[START OF AVAILABLE RECORDS]

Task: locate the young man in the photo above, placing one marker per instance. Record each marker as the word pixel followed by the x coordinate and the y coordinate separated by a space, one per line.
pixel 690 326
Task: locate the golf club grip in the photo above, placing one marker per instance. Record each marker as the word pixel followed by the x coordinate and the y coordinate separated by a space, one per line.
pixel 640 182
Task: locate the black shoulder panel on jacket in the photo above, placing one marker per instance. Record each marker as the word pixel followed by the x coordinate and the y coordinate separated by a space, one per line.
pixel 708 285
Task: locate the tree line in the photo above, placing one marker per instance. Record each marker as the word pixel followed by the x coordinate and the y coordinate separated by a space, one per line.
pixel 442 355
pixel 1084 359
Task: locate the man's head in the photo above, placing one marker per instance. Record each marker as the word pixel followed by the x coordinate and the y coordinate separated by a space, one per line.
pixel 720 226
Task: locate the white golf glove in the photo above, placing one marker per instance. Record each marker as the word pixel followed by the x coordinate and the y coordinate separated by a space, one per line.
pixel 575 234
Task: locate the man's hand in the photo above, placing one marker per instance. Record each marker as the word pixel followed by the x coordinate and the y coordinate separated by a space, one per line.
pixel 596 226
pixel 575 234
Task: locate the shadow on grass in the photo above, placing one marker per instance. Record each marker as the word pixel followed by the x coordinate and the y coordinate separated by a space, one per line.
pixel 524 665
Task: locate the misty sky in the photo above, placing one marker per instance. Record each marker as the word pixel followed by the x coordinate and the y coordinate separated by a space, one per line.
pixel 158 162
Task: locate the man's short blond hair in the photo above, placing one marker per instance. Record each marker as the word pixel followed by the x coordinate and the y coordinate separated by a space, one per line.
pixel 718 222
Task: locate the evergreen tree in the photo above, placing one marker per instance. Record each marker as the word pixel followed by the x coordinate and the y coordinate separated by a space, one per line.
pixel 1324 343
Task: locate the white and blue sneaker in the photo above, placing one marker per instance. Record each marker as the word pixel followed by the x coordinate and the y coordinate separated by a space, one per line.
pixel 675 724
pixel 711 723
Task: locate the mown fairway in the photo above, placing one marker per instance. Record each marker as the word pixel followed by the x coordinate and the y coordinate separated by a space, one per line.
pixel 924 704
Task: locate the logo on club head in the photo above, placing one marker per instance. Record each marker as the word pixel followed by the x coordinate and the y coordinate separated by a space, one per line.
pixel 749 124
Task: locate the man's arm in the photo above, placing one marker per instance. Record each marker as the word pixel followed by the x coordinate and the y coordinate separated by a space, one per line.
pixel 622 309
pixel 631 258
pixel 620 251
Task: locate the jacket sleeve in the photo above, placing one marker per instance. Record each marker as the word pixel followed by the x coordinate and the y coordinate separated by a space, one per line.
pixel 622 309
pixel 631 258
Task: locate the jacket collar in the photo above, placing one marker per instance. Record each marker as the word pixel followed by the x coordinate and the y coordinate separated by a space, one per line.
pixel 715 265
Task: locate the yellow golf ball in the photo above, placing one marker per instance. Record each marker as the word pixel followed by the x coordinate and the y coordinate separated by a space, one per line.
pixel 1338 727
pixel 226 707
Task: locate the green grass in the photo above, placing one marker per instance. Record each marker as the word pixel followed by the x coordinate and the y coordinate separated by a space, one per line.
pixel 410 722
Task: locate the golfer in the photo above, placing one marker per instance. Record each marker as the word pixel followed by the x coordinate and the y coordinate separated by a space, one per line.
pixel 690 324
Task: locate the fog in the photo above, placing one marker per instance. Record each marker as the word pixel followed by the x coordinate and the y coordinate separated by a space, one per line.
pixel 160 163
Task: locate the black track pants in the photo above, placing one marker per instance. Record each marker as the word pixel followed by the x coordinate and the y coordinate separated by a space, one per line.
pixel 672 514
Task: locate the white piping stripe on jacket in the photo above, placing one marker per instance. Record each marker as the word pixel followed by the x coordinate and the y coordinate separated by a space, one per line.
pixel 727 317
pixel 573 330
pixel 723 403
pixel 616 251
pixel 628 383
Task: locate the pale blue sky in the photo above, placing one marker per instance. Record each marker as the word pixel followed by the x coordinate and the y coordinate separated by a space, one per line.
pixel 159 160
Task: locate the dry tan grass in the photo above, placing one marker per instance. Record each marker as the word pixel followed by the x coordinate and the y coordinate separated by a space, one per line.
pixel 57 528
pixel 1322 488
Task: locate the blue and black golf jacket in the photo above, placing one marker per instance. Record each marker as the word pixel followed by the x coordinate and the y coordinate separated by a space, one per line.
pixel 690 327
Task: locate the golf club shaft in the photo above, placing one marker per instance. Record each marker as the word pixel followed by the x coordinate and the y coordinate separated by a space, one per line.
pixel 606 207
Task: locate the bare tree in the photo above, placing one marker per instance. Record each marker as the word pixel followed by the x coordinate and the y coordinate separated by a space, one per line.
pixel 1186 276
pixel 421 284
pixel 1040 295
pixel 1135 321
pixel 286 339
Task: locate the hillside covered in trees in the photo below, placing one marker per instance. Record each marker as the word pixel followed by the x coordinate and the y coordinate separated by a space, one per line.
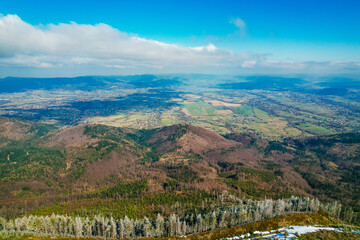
pixel 122 182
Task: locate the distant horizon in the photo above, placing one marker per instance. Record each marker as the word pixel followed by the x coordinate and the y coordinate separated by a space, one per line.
pixel 138 37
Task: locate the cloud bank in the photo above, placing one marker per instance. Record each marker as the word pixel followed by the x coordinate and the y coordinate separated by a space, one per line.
pixel 101 47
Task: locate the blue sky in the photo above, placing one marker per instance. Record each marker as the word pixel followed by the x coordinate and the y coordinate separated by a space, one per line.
pixel 266 36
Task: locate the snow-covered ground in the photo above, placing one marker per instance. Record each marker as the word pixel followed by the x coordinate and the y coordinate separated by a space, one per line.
pixel 287 233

[END OF AVAILABLE RECORDS]

Copy the text of every item above verbatim, line for line, and leave the pictures out of the copy.

Task: locate the young man in the photo above, placing one marker per instance. Record each marker as the word pixel followed by the x coordinate and the y coordinate separated by a space, one per line.
pixel 690 326
Task: locate the golf club grip in the photo above, placing one marker per instance. Record each marker as the word pixel followed by the x coordinate and the y coordinate separated by a space, one per line.
pixel 640 182
Task: locate the black shoulder panel on jacket in the photo above, placing one marker per instance. Record each marker as the word pixel followed by the x coordinate and the y coordinate separated by a space, one per line.
pixel 708 285
Task: locate the tree line in the photo above, placing one marker per instance. Record each marker as the word pixel followed by the x coordinate and the y coordinate separated by a space, one per line.
pixel 442 355
pixel 1084 359
Task: locate the man's head in the photo above, placing one marker per instance. Record each marker as the word pixel followed by the x coordinate and the y coordinate separated by a space, one per line.
pixel 720 226
Task: locate the white golf glove in the photo above, placing one marker per instance. Record each marker as the word pixel followed by the x coordinate and the y coordinate separated by a space, one per line.
pixel 575 234
Task: locate the man's hand in the photo above, placing one marker per instance. Record each marker as the word pixel followed by the x coordinate and the y coordinate separated by a space, one per line.
pixel 596 226
pixel 575 234
Task: locate the shadow on grass in the photo above, placing one marker per instance. Record each marker as the word pixel followed by the x coordinate and the y coordinate separated by a space, one per line.
pixel 524 665
Task: locate the misty sky in the photo above, placing one marker per instance. Record each marker as the word pixel followed by the x coordinate and the y coordinate separated by a space, one per line.
pixel 158 162
Task: locate the man's short blond hair in the photo above, placing one marker per instance. Record each marker as the word pixel followed by the x coordinate and the y coordinate separated by a space, one per line.
pixel 718 222
Task: locate the evergreen tree in the photo above, placing one marker per instance. Record each marker as the word pixel followed by the x coordinate and the y coordinate separated by a space, one per line.
pixel 1324 343
Task: locate the white and blue sneaker in the photo above, placing one marker per instance. Record each marker as the word pixel followed by the x coordinate and the y coordinate separated by a space, one per line.
pixel 675 724
pixel 711 723
Task: locate the mown fairway in the photo above, placing one marker per instance. Record each marker as the word pixel followed by the x coordinate and the y coordinate separated by a space, one per line.
pixel 924 704
Task: locate the logo on club head in the photo above, placing one marker per instance. Record each marker as the word pixel followed by the x coordinate and the y coordinate separated by a space, one per line.
pixel 749 124
Task: locate the man's arm in the photo above, placing one marker per instance. Record each marker as the word pixel followed by the x coordinate and the y coordinate separated by a space, one per line.
pixel 622 309
pixel 631 258
pixel 620 251
Task: locate the jacket sleeve in the photo above, placing one marker per instance. Record each marker as the word pixel followed by the x coordinate and the y coordinate separated by a space, one per line.
pixel 622 309
pixel 631 258
Task: locate the jacket collar in the photo above, placing one marker per instance. Record each marker as the word pixel followed by the x coordinate and the y coordinate separated by a space, one per line.
pixel 715 265
Task: locate the yellow golf ball in the photo above, placing one marker per instance. Record each marker as the word pixel followed by the x coordinate and the y coordinate separated by a space, one per line.
pixel 1338 727
pixel 226 707
Task: locate the green grass in the photo above, placing one marker per instance. Record each marker as the word pixel followed by the x coordinate and the y coordinate separated by a space, one per line.
pixel 410 722
Task: locate the golfer in the photo above, placing one marker per instance. Record each marker as the word pixel followed by the x coordinate and the y coordinate separated by a space, one per line.
pixel 690 324
Task: locate the fog in the photo above, placing one marker per instance. Record each marker as the word pixel followed by the x coordinate and the y coordinate separated by a space, one per line.
pixel 160 163
Task: locate the black track pants in the photo above, placing one marker per instance. Record each marker as the word pixel followed by the x coordinate and the y coordinate separated by a space, one per line.
pixel 672 514
Task: locate the white piping stripe on jacket in the photo above, placing one marker per instance. Record each marker as the word pixel followed by the x coordinate and the y coordinate separated by a space, one per line.
pixel 727 317
pixel 573 330
pixel 723 403
pixel 616 251
pixel 628 383
Task: locate the pale blue sky in the photo above, placing one marker per instance. Record each marker as the word pixel followed by the x coordinate and the y coordinate separated by a space, one per line.
pixel 159 160
Task: locate the dry tan grass in the photo above, placing one marker per instance. Record each marker as the word pixel followed by the x coordinate and the y coordinate separated by a space, one per line.
pixel 57 528
pixel 1322 488
Task: locate the blue and black golf jacket in the photo above, placing one marker per instance. Record each marker as the word pixel followed by the x coordinate and the y coordinate separated by a space, one per line.
pixel 690 327
Task: locate the golf club shaft in the photo above, placing one marker per instance. Record each marker as the word pixel followed by the x coordinate and the y coordinate separated by a space, one per line.
pixel 606 207
Task: locate the bare tree in the photo above, placing one marker per instance. Record each marker as the word pixel followed by the x coordinate and the y coordinate separated by a space, one per line.
pixel 1186 276
pixel 421 284
pixel 1040 295
pixel 1135 321
pixel 286 339
Task: locate the hillside covered in trees in the photo below, placing one marker per instance. Record each marker as the word pixel followed by the x coordinate and the y coordinate separated by a space, one per line.
pixel 122 182
Task: locate the distant horizon in the photo above, placing one marker per instance. Record each marker as the word pixel followed by the x coordinate and the y coordinate separated by a space, one per line.
pixel 138 37
Task: locate the cloud bank in the photo above, placing one marker per instance. Record each marker as the word pixel followed by the x coordinate and the y coordinate separated by a space, one per line.
pixel 101 47
Task: locate the blue sky in the photo above, placing one marker per instance. Record each marker as the word pixel followed by the x coordinate and the y coordinate separated by a space, one per line.
pixel 266 36
Task: locate the snow-covered ground in the photo above, placing one marker per instance. Record each marker as the word pixel followed by the x coordinate and the y coordinate separated by a space, one per line.
pixel 287 233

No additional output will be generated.